Copy every line of the listing that holds the string "image".

--- START ---

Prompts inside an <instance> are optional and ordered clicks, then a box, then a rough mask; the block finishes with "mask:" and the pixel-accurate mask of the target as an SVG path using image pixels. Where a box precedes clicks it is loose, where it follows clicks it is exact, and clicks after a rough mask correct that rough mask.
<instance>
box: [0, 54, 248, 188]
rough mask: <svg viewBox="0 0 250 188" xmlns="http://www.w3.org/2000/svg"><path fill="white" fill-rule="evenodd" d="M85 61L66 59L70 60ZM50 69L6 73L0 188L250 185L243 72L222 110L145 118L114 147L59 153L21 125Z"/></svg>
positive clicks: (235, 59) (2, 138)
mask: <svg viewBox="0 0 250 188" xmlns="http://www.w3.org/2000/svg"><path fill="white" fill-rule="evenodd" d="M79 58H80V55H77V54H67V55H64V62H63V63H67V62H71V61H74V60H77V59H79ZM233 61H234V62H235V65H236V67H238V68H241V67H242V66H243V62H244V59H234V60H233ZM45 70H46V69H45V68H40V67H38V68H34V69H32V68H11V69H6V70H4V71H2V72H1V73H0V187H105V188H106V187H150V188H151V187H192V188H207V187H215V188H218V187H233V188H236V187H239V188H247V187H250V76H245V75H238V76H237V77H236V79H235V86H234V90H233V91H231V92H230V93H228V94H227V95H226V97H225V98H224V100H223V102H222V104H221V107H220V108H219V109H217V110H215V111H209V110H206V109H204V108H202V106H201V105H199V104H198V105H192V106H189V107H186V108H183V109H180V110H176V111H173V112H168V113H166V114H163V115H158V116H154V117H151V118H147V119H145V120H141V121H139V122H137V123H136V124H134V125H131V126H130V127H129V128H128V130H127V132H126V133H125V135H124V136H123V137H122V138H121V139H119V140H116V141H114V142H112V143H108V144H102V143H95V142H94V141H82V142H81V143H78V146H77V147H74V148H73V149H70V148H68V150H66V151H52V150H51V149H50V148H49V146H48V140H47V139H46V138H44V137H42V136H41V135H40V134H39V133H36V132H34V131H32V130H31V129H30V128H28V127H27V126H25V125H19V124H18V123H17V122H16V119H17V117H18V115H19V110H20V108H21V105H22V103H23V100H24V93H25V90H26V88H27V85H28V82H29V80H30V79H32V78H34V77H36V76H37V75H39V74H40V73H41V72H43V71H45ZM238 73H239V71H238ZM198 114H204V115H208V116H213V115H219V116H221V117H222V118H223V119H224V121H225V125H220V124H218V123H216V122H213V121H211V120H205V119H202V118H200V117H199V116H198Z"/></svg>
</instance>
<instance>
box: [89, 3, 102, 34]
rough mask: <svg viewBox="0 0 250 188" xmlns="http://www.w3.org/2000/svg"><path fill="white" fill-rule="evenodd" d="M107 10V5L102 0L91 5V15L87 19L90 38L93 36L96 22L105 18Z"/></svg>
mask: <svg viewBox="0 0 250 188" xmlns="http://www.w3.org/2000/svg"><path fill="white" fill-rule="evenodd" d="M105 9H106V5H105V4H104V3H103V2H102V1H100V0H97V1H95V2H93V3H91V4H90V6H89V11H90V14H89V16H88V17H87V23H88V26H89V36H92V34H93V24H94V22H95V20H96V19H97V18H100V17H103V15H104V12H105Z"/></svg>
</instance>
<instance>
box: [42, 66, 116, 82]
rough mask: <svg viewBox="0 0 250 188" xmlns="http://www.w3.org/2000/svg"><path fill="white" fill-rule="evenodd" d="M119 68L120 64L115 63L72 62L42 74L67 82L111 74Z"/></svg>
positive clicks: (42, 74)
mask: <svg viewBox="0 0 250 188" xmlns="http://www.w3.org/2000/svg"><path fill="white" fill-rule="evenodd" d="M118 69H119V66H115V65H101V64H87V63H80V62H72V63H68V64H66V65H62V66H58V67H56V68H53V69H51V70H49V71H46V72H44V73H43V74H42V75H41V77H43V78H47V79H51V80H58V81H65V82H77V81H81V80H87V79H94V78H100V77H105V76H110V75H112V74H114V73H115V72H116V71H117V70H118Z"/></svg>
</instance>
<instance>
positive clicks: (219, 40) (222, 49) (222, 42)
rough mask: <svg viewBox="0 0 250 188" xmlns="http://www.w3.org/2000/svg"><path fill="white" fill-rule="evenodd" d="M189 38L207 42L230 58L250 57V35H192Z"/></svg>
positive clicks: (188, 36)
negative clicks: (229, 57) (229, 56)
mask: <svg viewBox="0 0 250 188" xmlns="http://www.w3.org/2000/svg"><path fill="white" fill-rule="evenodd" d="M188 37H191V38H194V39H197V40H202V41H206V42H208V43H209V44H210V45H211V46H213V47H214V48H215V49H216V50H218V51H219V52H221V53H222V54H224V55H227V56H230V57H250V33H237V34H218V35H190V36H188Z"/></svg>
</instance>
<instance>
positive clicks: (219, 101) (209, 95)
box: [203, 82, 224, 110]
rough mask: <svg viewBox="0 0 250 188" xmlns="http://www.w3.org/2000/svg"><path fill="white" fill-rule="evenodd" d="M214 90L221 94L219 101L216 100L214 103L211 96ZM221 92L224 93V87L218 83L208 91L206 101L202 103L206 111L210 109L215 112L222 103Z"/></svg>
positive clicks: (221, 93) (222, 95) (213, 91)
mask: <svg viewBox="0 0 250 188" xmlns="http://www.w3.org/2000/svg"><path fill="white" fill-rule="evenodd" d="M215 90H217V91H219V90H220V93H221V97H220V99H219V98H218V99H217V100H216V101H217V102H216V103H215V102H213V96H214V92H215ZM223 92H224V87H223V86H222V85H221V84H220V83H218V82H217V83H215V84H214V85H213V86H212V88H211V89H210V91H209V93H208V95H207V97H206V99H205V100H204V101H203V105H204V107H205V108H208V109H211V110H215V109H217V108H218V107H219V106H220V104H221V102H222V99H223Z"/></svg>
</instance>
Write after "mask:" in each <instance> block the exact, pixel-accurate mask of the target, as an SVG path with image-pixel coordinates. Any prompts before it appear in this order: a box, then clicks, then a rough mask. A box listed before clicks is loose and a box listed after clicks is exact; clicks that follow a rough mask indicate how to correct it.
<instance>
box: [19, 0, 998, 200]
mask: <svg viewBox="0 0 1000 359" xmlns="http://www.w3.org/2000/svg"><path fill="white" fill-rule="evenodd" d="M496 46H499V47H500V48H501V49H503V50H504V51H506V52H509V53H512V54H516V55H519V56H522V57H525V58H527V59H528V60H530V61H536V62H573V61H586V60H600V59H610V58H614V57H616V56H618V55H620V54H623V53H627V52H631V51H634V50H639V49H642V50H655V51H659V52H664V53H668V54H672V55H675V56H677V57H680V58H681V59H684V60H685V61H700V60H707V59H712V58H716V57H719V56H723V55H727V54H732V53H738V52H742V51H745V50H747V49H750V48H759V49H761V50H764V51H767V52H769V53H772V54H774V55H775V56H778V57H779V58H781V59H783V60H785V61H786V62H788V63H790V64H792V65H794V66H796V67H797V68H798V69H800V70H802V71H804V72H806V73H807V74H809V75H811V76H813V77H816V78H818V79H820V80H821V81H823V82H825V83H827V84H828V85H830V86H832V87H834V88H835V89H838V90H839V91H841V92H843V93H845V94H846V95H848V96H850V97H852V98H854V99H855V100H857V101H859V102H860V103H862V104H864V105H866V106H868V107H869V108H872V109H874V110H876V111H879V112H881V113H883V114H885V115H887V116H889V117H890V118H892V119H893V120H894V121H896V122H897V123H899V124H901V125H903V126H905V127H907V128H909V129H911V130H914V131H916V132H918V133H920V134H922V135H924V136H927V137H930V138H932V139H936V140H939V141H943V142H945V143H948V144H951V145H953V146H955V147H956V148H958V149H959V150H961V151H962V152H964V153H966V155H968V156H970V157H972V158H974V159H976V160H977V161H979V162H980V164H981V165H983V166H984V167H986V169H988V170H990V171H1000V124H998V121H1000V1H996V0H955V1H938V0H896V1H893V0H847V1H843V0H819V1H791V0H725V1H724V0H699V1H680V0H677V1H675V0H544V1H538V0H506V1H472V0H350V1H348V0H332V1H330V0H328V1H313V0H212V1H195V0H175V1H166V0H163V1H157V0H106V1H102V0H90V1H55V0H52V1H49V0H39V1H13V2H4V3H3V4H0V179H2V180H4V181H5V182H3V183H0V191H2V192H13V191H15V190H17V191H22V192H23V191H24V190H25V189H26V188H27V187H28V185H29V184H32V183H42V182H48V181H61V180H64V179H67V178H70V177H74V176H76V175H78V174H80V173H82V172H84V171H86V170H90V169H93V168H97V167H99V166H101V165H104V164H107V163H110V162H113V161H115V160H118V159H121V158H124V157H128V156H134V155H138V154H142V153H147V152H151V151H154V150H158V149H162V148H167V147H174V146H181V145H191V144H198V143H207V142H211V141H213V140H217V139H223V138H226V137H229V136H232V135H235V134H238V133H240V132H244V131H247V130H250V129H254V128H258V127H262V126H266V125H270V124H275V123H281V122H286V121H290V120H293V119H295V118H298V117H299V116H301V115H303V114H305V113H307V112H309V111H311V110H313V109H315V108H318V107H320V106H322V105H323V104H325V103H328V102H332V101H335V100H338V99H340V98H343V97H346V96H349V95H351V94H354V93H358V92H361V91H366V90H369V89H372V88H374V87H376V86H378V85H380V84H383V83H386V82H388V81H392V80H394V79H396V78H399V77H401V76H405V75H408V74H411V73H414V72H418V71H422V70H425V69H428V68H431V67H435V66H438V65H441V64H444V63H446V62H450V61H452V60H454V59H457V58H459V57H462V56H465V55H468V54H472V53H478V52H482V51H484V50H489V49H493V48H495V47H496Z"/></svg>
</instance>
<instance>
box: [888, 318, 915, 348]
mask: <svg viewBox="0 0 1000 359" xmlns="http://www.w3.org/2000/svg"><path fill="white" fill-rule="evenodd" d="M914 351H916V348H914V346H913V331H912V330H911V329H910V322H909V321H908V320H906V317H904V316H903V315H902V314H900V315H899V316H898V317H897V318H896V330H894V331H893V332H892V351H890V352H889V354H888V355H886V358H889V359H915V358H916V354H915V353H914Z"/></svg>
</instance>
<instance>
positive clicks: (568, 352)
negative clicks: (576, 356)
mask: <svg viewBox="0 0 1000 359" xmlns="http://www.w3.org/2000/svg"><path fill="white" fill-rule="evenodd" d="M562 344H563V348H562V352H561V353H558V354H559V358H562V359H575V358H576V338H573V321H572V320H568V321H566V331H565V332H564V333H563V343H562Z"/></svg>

--- END ---

▶ _Task answer_:
Prompts inside an <instance> are optional and ordered clicks, then a box, then a rough mask; the block finishes with "mask:" and the pixel-accurate mask of the target as an SVG path using image pixels. Where a box precedes clicks it is loose, where it follows clicks it is exact, and clicks after a rough mask correct that rough mask.
Write after "mask:" in each <instance> block the exact, pixel-accurate mask of the target, as an SVG path with image-pixel coordinates. Any prompts before it appear in this order: a box, then clicks, then a rough mask. A box listed before clicks is loose and a box listed after clicks is exact; clicks that follow a rough mask indicate how to correct it.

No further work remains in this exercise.